→ Action item
Having read the records, set them all down exactly as they appear.

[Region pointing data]
⁂

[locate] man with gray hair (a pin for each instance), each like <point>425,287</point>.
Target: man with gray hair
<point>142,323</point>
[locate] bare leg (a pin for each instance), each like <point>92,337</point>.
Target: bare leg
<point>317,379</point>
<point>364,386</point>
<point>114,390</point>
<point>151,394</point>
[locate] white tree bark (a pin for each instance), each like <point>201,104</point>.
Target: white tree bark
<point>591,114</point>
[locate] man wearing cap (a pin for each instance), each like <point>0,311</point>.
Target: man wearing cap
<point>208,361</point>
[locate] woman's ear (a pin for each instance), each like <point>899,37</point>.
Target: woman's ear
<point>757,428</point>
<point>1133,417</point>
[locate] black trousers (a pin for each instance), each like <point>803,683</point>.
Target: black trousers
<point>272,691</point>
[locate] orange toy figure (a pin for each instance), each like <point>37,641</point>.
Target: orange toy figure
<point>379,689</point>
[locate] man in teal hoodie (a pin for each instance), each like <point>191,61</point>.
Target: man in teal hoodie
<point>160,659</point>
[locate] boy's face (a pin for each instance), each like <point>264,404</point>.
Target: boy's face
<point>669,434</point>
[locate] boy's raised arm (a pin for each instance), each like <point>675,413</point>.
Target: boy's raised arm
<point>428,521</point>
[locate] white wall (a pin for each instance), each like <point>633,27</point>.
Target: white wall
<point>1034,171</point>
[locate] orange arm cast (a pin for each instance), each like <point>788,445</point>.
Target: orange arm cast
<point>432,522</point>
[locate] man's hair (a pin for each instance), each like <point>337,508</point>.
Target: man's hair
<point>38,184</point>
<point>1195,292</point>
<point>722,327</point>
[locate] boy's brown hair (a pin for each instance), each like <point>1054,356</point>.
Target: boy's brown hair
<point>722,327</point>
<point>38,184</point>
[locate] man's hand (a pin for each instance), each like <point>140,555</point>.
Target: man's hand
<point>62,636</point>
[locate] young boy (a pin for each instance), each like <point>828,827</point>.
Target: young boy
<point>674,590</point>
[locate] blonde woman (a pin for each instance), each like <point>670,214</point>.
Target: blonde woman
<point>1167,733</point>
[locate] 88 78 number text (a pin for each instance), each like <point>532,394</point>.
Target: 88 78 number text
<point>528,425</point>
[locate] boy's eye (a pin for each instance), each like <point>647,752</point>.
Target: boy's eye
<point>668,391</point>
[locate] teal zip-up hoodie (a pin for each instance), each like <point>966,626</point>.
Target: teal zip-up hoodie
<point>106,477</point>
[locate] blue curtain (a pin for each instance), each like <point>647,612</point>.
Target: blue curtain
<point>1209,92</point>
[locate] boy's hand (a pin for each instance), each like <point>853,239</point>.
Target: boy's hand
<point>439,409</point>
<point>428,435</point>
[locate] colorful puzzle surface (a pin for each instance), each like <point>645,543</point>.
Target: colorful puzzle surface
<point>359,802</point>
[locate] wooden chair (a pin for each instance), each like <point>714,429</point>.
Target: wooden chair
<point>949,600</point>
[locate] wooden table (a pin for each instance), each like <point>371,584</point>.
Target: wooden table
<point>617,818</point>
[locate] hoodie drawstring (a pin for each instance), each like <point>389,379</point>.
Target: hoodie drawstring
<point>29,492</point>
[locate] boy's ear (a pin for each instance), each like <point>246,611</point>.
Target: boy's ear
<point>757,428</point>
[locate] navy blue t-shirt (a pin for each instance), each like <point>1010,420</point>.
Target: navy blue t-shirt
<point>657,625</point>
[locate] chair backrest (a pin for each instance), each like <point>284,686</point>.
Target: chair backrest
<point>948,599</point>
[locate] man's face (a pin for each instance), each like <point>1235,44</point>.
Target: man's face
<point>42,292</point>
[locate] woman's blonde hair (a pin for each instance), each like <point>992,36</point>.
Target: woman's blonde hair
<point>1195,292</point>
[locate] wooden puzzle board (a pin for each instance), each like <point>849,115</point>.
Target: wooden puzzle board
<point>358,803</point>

⁂

→ Solution for this exercise
[locate] man with gray hair (a pin for each instance), each like <point>425,287</point>.
Target: man with gray hair
<point>142,323</point>
[locate] bare leg (a pin for each instance), each like <point>92,337</point>.
Target: bare leg
<point>317,379</point>
<point>364,386</point>
<point>114,390</point>
<point>151,394</point>
[locate] white tree bark (a pin for each instance), each like <point>201,104</point>.
Target: white tree bark
<point>591,114</point>
[locate] man wearing cap (a pin for each instance), each like <point>0,311</point>.
Target: man wearing cap
<point>208,361</point>
[locate] woman's ear (a pin for each instance), each like <point>899,37</point>.
Target: woman's ear
<point>757,428</point>
<point>1133,417</point>
[locate] black trousers (a pin for each instance), each like <point>803,683</point>.
Target: black trousers
<point>272,691</point>
[locate] orange toy figure (a pin for each instance), each like <point>37,641</point>.
Target: orange toy figure
<point>379,689</point>
[locate] man in teal hoodie (a pin for each instance), each like <point>191,61</point>.
Target: man in teal hoodie
<point>160,659</point>
[locate] boy's face (a pin for each instance), each like <point>264,404</point>.
Target: boy's face
<point>669,434</point>
[locate] boy's raised arm (a pin for each instance), each like <point>675,413</point>.
Target: boy's raised arm
<point>428,521</point>
[locate] white wall (a pin for each instance), each like <point>633,27</point>.
Target: white wall
<point>1034,171</point>
[locate] orange arm cast (a pin for each instance), each like <point>788,445</point>.
Target: orange arm cast
<point>432,522</point>
[locate] man's hair (a pin for each instance), each like <point>337,508</point>.
Target: man's hair
<point>38,184</point>
<point>1195,292</point>
<point>722,327</point>
[locate] boy's brown hair (a pin for each instance), each like <point>1054,356</point>.
Target: boy's brown hair
<point>722,327</point>
<point>38,184</point>
[locate] man's hand (a pin for each instance), each like <point>140,555</point>.
Target: man's hand
<point>62,636</point>
[locate] young boy (a pin for each instance), each like <point>828,827</point>.
Target: young boy
<point>674,590</point>
[locate] blonde woman (a pin for each instance), each like <point>670,214</point>.
Target: blonde woman
<point>1167,733</point>
[locate] 88 78 number text (a pin for each instance), each like <point>532,394</point>.
Target: 88 78 number text
<point>528,425</point>
[locate] boy's eye (a pin for each instance), each like <point>647,752</point>.
Target: boy's eye
<point>668,391</point>
[locate] teal zip-up hoodie (a pin for each instance), each like <point>966,626</point>.
Target: teal zip-up hoodie
<point>106,477</point>
[locate] blue curtain (a pin for each instance), each like <point>647,612</point>.
Target: blue curtain
<point>1209,92</point>
[locate] boy's hand (a pin for each instance), each like <point>853,239</point>.
Target: boy's hand
<point>439,409</point>
<point>428,435</point>
[locate] colorful puzzle surface (a pin for each instance), each like <point>645,543</point>.
Target: colorful puzzle surface
<point>359,802</point>
[locate] wooden chair (a pin for each instance), each like <point>714,429</point>.
Target: wooden chair
<point>949,600</point>
[locate] wooden table (a pin for each instance), each like <point>371,584</point>.
Target: wooden table
<point>617,818</point>
[locate] hoodie drawstring (a pin for each instance), each like <point>389,379</point>.
Target: hoodie drawstring
<point>29,492</point>
[locate] boy's ear (a pin for each instance), each like <point>246,611</point>.
Target: boy's ear
<point>757,428</point>
[locate] navy blue t-shirt (a pin for each instance), each like <point>1010,420</point>.
Target: navy blue t-shirt
<point>657,625</point>
[locate] chair backrest (a pin for each instance), each like <point>284,686</point>.
Target: chair backrest
<point>948,599</point>
[locate] man's face (a pin for each instance), each like <point>1235,44</point>.
Target: man's face
<point>42,292</point>
[locate] woman's blonde hair (a pin for each instance), each like <point>992,36</point>.
Target: woman's blonde hair
<point>1195,292</point>
[locate] wooden puzzle board (a pin for each instance), each like <point>849,115</point>.
Target: wooden puzzle board
<point>358,803</point>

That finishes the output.